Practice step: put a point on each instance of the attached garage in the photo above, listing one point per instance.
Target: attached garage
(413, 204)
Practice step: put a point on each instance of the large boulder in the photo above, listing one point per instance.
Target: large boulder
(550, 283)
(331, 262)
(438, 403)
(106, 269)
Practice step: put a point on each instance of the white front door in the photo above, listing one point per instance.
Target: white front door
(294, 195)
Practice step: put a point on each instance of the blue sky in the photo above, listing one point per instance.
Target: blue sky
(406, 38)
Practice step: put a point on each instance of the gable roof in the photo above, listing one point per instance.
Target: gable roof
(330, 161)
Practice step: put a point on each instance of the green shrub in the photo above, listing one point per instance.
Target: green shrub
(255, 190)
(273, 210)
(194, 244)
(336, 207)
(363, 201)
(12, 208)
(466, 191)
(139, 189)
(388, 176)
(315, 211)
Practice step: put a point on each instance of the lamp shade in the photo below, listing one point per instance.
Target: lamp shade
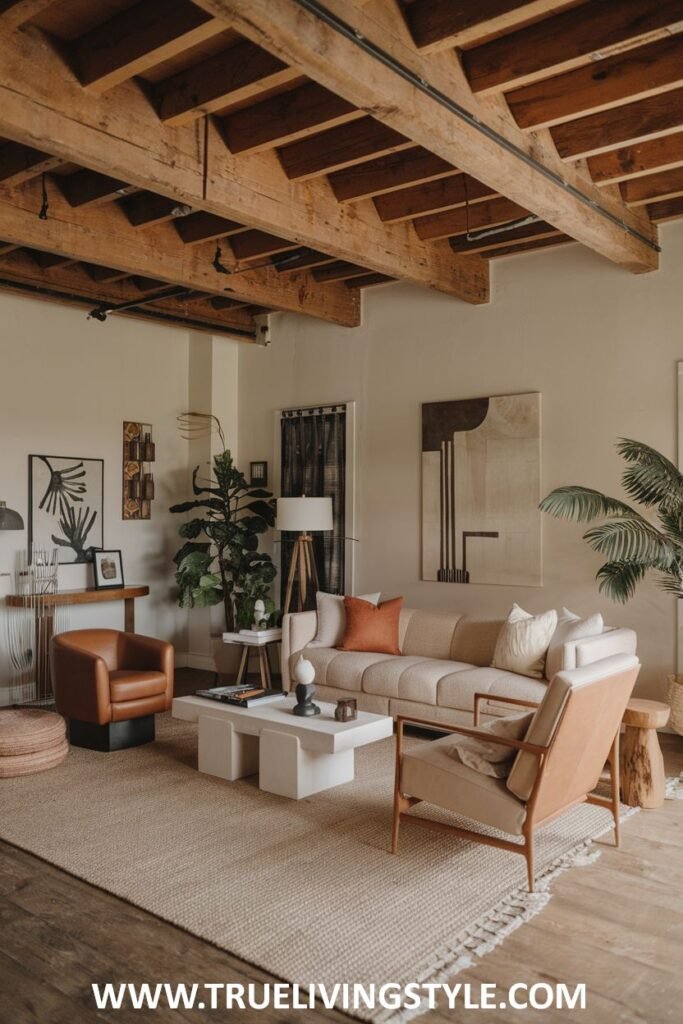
(301, 515)
(9, 519)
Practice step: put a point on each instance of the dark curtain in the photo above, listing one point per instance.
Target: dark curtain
(313, 463)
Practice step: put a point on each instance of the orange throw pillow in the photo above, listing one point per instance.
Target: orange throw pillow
(371, 627)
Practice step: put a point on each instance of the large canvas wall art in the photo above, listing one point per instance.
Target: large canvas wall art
(480, 491)
(66, 505)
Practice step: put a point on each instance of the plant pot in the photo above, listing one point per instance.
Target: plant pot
•••••
## [AIM OF THE TASK]
Revise every one of the entries above so that "put a point on" becomes "place a dot on" wherever it occurs. Keep everything else unchanged, and leave the pictures out of your answer.

## [RESPONSE TO THE EXERCISE]
Practice step: place a dot on each instance of the attached garage in the photo above, listing one point per instance.
Target: attached garage
(413, 204)
Practice step: place a dot on each instance of the large boulder in the photo above, listing one point per instance.
Target: large boulder
(550, 283)
(331, 262)
(438, 403)
(106, 269)
Practice step: place a dot on each instance of the white front door in the photo above, listing one point per instance.
Target: white front door
(294, 195)
Practice step: place a dot on each instance of the blue sky in the photo above, listing one point per instance.
Target: blue sky
(406, 38)
Practice step: place a dot on each instance of the gable roof in the photo above, listing one point per instance.
Target: gable roof
(330, 161)
Practice step: place a dot on each instance of the green shrub in the photo above, listing one point per instance.
Target: green shrub
(255, 190)
(273, 210)
(194, 244)
(336, 207)
(363, 201)
(12, 208)
(466, 191)
(139, 189)
(388, 176)
(315, 211)
Practice step: place a dot on each instance of the lamp shade in the photo below, listing one point per instance.
Target: lamp shade
(301, 515)
(9, 519)
Practice step: place a dot on each instance of the dark curtain in the photo above, listing one point per instance.
Target: dark curtain
(313, 463)
Practice step: place a dot on each instance of the orange throw pillow in the photo above, listing one point per instance.
Target: orange throw pillow
(371, 627)
Practice step: place a dot on each instance of the large canvas wall art in the photo above, listing one point per instance.
Target: large canvas wall art
(480, 491)
(66, 505)
Practice step: place a dot on each instance of the plant pot in the photo above, listing one point per instance.
Target: plant pot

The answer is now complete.